Write the records out again, keeping each line exactly as it is.
--- DATA SUPPLIED ---
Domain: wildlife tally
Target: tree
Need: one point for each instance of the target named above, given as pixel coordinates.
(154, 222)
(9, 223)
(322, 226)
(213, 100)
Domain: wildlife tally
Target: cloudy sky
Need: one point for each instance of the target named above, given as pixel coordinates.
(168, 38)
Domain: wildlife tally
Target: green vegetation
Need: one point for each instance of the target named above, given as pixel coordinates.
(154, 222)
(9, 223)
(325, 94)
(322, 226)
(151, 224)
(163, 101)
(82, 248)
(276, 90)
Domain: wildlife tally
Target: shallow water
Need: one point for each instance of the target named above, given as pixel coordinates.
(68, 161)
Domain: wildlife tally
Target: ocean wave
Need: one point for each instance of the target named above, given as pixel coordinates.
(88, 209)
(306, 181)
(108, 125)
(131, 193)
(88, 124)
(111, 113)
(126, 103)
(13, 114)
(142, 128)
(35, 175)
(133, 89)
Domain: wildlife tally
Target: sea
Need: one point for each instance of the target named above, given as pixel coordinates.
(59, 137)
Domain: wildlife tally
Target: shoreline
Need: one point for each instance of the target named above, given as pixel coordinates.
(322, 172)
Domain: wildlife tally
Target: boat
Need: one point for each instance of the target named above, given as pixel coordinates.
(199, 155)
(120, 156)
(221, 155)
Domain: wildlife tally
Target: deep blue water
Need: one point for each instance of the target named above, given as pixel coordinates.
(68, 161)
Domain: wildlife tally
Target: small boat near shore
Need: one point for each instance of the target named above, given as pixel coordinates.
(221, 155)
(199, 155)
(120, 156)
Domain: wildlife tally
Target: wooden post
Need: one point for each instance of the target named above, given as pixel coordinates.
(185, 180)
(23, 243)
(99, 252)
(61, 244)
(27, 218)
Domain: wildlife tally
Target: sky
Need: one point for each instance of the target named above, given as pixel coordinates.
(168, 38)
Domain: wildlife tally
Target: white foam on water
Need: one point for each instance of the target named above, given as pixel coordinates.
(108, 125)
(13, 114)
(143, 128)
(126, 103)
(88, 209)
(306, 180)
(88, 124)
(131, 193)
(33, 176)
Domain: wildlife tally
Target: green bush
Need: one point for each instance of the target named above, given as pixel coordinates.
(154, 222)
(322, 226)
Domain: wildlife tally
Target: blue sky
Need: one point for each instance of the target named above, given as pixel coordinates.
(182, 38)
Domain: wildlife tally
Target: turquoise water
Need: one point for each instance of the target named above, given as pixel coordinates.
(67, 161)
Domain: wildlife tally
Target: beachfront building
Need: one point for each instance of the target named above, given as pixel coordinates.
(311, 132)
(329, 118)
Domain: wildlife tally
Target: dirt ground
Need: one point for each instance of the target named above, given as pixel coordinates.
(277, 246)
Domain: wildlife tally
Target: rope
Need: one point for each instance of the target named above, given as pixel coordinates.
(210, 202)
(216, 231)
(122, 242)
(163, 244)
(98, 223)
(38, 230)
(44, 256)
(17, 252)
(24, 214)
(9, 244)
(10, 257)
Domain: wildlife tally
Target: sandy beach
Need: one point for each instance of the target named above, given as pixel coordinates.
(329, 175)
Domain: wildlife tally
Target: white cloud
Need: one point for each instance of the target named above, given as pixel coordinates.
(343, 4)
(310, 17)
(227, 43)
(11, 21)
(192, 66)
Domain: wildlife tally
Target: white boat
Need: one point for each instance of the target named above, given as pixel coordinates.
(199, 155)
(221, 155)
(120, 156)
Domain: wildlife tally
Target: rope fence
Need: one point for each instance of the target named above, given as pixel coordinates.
---
RESPONSE:
Domain: wildlife tally
Target: tree
Need: one point for each instance of the target named above, given as pixel coordinates.
(154, 222)
(9, 223)
(322, 226)
(213, 100)
Domain: wildlife tally
Target: cloudy sky
Need: one point for each instance of the target named above, given as pixel coordinates.
(168, 38)
Domain: wildlife tally
Target: green vegetation
Need: one point for each instance of the target named above, given as pixel coordinates.
(154, 222)
(9, 223)
(325, 94)
(322, 226)
(151, 224)
(163, 101)
(82, 248)
(276, 90)
Domain: wildlife tally
Target: shallow water
Need: one point for each instance of the target named above, given as pixel coordinates.
(68, 161)
Domain: wildlife tally
Target: ocean wave
Need: one point for each instance of the target named above, given as pixel coordinates.
(88, 209)
(306, 181)
(108, 125)
(131, 193)
(88, 124)
(111, 113)
(126, 103)
(13, 114)
(142, 128)
(35, 175)
(133, 89)
Domain: wildlife tally
Target: sea
Need: one point for each instance of the target named above, given as pixel coordinates.
(59, 137)
Domain: wildlife tally
Target: shoreline
Need: one point for each instance of the target named above, given as pixel coordinates.
(322, 172)
Domain: wildlife tally
Target: boat
Need: one point for each instance of the target named above, given as pixel coordinates.
(199, 155)
(120, 156)
(221, 155)
Domain: wildlife tally
Target: deep blue water
Need: one point for each instance of the target named above, given as pixel coordinates.
(68, 161)
Domain: wildlife tally
Target: small boat near shore
Need: one point for each instance of the target named above, given as pixel coordinates.
(221, 155)
(199, 155)
(120, 156)
Domain: wildlife tally
Target: wooden post
Need: one point for each instance of the target named above, given as pixel coordinates.
(185, 180)
(23, 243)
(99, 252)
(61, 244)
(27, 218)
Domain: wildlife tally
Target: sky
Need: one point for each instance of the target named above, given as pixel coordinates.
(168, 38)
Domain: wildlife tally
Target: white foam on water
Need: one point for each instance of the target named above, given as pixel coordinates.
(108, 125)
(13, 114)
(143, 128)
(126, 103)
(88, 209)
(306, 180)
(88, 124)
(131, 193)
(33, 176)
Domain: wildlife tally
Target: green bush
Need: one point for each instance of the target named above, given as pixel coordinates.
(154, 222)
(322, 226)
Domain: wildlife tally
Target: blue sky
Need: one point for each instance of the target named above, given as pixel coordinates.
(182, 38)
Domain: wildlife tally
Target: turquoise water
Need: one point for each instance of the target named above, given as pixel coordinates.
(67, 161)
Domain: wildlife tally
Target: beachfront building
Need: one point for each instance of the target named above, given as pixel coordinates.
(311, 132)
(329, 118)
Domain: wildlife tally
Target: dirt ground
Need: one point for each instance of the target named above, given as pixel coordinates.
(277, 246)
Domain: wildlife tally
Target: rope
Need: one point for each instance of the target named above, given as pixel coordinates.
(210, 202)
(216, 231)
(122, 242)
(163, 244)
(98, 223)
(38, 230)
(44, 256)
(17, 252)
(24, 214)
(9, 244)
(10, 257)
Domain: wildlife tally
Target: sandy beach
Need: one point for each instance of the target named above, given as pixel coordinates.
(329, 175)
Domain: wildlife tally
Target: white cloud
Need: one point for each instance of the target named above, given as pixel coordinates.
(343, 4)
(310, 17)
(227, 43)
(11, 21)
(192, 66)
Domain: wildlife tally
Target: white boat
Need: one point for each instance of the target named above, given as pixel coordinates.
(199, 155)
(221, 155)
(120, 156)
Domain: wildlife tally
Target: rope fence
Need: one point for each instance of the target named above, given as pixel coordinates.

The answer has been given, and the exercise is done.